= Beginning of Section =

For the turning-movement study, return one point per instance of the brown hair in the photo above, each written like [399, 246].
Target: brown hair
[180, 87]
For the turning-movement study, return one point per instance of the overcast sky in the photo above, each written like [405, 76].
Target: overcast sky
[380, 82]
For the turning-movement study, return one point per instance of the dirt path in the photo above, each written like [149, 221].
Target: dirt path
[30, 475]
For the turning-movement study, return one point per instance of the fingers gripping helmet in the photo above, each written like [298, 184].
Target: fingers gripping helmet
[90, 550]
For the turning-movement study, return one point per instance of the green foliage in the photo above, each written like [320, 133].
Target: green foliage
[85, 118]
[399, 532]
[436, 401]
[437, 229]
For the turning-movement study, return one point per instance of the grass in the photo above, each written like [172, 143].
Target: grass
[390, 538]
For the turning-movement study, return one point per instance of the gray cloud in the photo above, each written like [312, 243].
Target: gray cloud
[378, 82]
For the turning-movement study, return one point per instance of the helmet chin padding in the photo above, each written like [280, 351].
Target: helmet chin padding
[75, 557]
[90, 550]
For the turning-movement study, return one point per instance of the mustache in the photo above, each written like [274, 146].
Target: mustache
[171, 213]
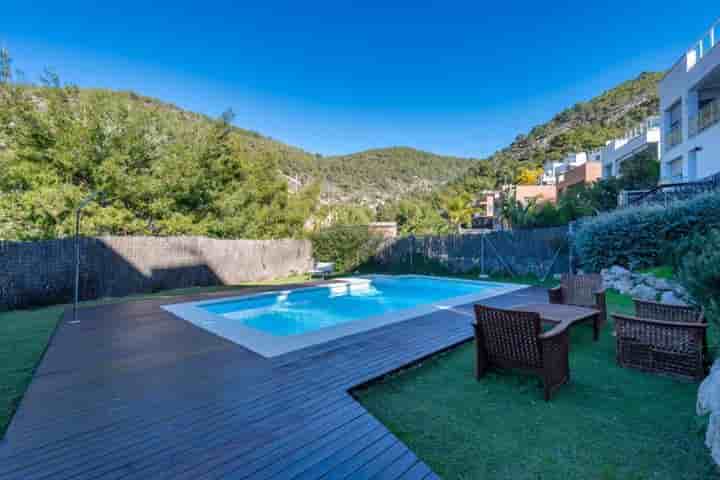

= End of Section =

Each line above must be set down exactly, though no picture should be carried over.

For the turning-movement study, return one point per instance of the brown hair in the photo above, each written like [399, 246].
Target: brown hair
[180, 87]
For the turning-movement study, return one point per instance of the overcast sky in the photo above, each written like [405, 76].
Target: overcast sky
[380, 82]
For the turning-movement study, return one point per instance of the dirt path in the photo above, each written like [149, 221].
Target: dirt path
[30, 475]
For the turning-movement study, return one point per instance of the fingers gripping helmet in the photo above, each written like [298, 184].
Target: fingers gripping helmet
[90, 550]
For the turning-movement study, return one point per instance of the green foliage in the photo above, each written like [320, 133].
Target: green foliage
[85, 118]
[399, 532]
[436, 401]
[437, 229]
For the turning-movement study, return one point per instance of the grass in the photo above, each written like [172, 143].
Target: grass
[390, 538]
For the turning-movement study, return one point per instance of the gray cloud in the photo above, each written like [312, 243].
Target: gray cloud
[378, 82]
For the turning-movement study, return one point per instance of the helmet chin padding in the photo above, each written like [280, 351].
Target: helmet chin padding
[75, 557]
[90, 550]
For the turning-movement study, return one point per instance of the mustache in the photo above, each written like [274, 146].
Target: mustache
[171, 213]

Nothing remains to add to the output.